GIVEN DATA ▸
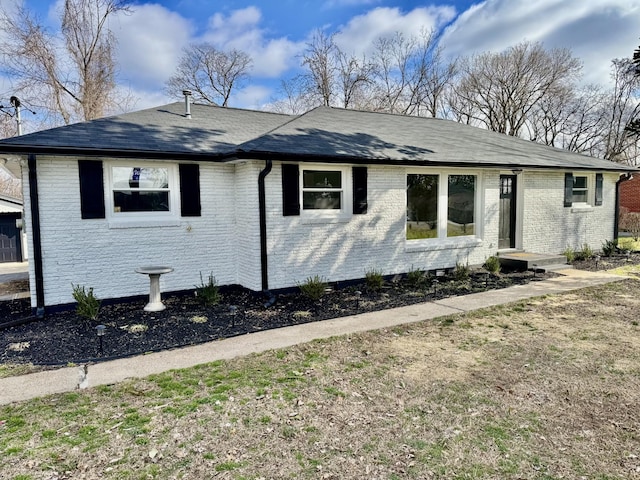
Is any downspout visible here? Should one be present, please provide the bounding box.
[27,154,44,319]
[613,173,633,240]
[258,159,274,300]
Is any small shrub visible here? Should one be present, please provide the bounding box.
[562,245,576,263]
[484,255,500,275]
[71,283,100,320]
[298,275,327,302]
[602,240,618,257]
[453,262,471,282]
[407,266,425,287]
[575,243,593,260]
[365,269,384,291]
[196,272,220,306]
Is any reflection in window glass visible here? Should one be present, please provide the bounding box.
[573,176,588,203]
[407,174,438,240]
[447,175,476,237]
[302,170,342,210]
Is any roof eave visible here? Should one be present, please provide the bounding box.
[235,150,639,173]
[0,145,234,162]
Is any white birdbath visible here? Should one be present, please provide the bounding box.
[136,266,173,312]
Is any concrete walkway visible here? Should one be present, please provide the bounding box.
[0,269,625,405]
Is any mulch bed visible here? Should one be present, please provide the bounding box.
[0,254,640,365]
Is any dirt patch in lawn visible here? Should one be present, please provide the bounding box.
[0,271,553,366]
[0,279,640,480]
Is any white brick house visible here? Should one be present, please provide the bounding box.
[0,103,632,314]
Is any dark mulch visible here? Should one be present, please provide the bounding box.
[0,271,564,365]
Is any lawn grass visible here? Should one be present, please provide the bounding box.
[0,280,640,480]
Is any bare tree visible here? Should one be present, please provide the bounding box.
[603,59,640,164]
[269,75,317,115]
[166,43,252,107]
[451,42,581,136]
[302,30,339,106]
[0,0,130,124]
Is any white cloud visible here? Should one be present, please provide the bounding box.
[202,7,304,78]
[442,0,640,85]
[323,0,381,8]
[336,7,456,54]
[111,4,193,89]
[235,85,273,110]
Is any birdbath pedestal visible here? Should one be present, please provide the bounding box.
[136,266,173,312]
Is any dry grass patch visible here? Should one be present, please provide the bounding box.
[0,280,640,480]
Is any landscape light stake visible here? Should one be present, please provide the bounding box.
[96,325,107,356]
[229,305,238,327]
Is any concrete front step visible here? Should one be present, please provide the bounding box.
[498,252,569,270]
[537,263,573,272]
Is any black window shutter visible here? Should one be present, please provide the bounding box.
[179,163,201,217]
[78,160,104,219]
[564,173,573,207]
[596,173,602,206]
[352,167,368,215]
[282,163,300,217]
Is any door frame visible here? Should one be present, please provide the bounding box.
[498,171,524,250]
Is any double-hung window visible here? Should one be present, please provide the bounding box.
[300,165,353,220]
[302,170,344,210]
[571,175,589,203]
[406,173,478,240]
[564,172,604,209]
[107,162,180,227]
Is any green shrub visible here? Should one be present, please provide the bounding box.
[365,269,384,291]
[196,272,220,306]
[576,243,593,260]
[484,255,500,275]
[619,211,640,242]
[298,275,328,302]
[562,245,576,263]
[71,283,100,320]
[453,262,471,282]
[602,240,618,257]
[407,266,425,287]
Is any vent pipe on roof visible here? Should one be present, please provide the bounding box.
[182,90,191,118]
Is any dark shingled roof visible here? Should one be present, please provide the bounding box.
[0,102,636,172]
[0,102,294,158]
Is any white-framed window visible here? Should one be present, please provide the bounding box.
[300,165,352,218]
[406,172,479,240]
[571,174,590,204]
[106,160,180,224]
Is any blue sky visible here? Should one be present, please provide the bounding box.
[11,0,640,108]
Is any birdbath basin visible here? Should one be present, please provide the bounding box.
[136,266,173,312]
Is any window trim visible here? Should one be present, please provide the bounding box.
[298,164,353,219]
[104,160,181,228]
[564,172,604,210]
[404,168,484,246]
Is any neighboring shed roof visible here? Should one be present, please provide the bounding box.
[0,102,294,158]
[240,107,636,171]
[0,102,636,172]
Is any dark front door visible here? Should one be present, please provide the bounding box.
[498,175,518,249]
[0,214,22,263]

PROBLEM STATEMENT ▸ Omit the pictures, and quote the material above exactly as given.

WRITTEN RESPONSE ▸
Is any downspout visible here? Should one be present, please provide the bounding box.
[27,154,44,319]
[613,173,633,240]
[258,159,274,300]
Is any small shrub visible here? Should one be present, please provide the bounding box.
[562,245,576,263]
[484,255,500,275]
[71,283,100,320]
[298,275,327,302]
[602,240,618,257]
[453,262,471,282]
[407,266,425,287]
[575,243,593,260]
[365,269,384,291]
[196,272,220,306]
Is any reflection in window glass visible here? Should one be present, please provide the bounding box.
[573,176,588,203]
[407,174,438,240]
[447,175,476,237]
[302,170,342,210]
Is any roof eave visible here? Should one be present, please provide the bounding box.
[235,150,639,173]
[0,145,234,162]
Is any white birdbath visible here? Should one be present, please provide the bounding box.
[136,266,173,312]
Is any concrete walkway visible here? Should one be present, please provide the bounding box.
[0,269,625,405]
Is any mulch bed visible here? Should one be present, please provide the bounding box.
[0,254,640,365]
Is any dirt patch in lawn visible here? Should one be present, please provide the bounding box.
[0,271,553,366]
[0,279,640,480]
Is any white brick house visible here? Should one be present, please provide the bounding box.
[0,103,632,314]
Is any dark mulch visible here? Should one be present, please provide the bounding box.
[0,271,564,365]
Is any lawn grass visible here? Should one be present, please provide the bounding box.
[0,280,640,480]
Is any bare tree visible here? Should one be present, please provide the bounding box.
[603,59,640,164]
[269,75,317,115]
[166,43,252,107]
[451,42,581,136]
[302,30,339,106]
[0,0,130,124]
Is any white cloud visible here? Should one be present, please provide the bounding box.
[202,7,304,78]
[442,0,640,85]
[323,0,381,8]
[336,7,456,54]
[111,4,193,89]
[235,85,273,110]
Is any birdbath pedestal visible here? Should one be present, please provide the bounding box.
[136,266,173,312]
Is any dry grass patch visible here? Should one be present, please provide the bounding box.
[0,280,640,480]
Is any landscape light stake visible here? Should one be present, please provide the bounding box.
[96,325,107,356]
[229,305,238,327]
Is any concrete front step visible here? Should one be present, please provide the bounding box.
[498,252,569,270]
[537,263,573,272]
Is any black window shutter visible here? Should one be present, please provide the bounding box.
[179,163,201,217]
[78,160,104,219]
[564,173,573,207]
[596,173,602,206]
[352,167,368,215]
[282,163,300,217]
Is any door frame visible here? Should one be present, please provide the bounding box.
[498,171,524,250]
Is any double-hung window visible here? Should one be present, please provide the bounding box.
[300,165,353,220]
[302,170,344,210]
[571,175,589,203]
[406,173,478,240]
[564,172,604,209]
[107,162,180,227]
Is any green shrub visible here? Should one be present, please provide the bounding box.
[365,269,384,291]
[196,272,220,306]
[576,243,593,260]
[484,255,500,275]
[619,211,640,242]
[298,275,328,302]
[562,245,576,263]
[71,283,100,320]
[453,262,471,282]
[602,240,618,257]
[407,266,425,287]
Is any vent pipe on roof visible here? Should one be present, please provide the bounding box.
[182,90,191,118]
Is any dark shingled roof visible here? Should one be present, please provide the bounding box.
[0,102,636,172]
[0,102,294,158]
Is any white-framed window visible here? Should one be present, please provide the bounding box.
[300,165,352,218]
[406,172,479,240]
[571,174,590,204]
[106,160,180,224]
Is any blue sky visible here? Should one be present, please provide the bounding box.
[11,0,640,108]
Is any birdbath basin visible here? Should one be present, please provide the bounding box.
[136,266,173,312]
Is any window trim visible here? Should one be present, please provide the bounding box.
[298,164,353,219]
[104,160,181,228]
[564,172,604,210]
[404,168,484,246]
Is any neighboring shed roof visible here? Should one be present, please provide the bounding box.
[0,102,294,158]
[240,107,636,171]
[0,102,636,172]
Is any dark front door visible here? Should one be present, please provide the bounding box.
[498,175,518,249]
[0,214,22,263]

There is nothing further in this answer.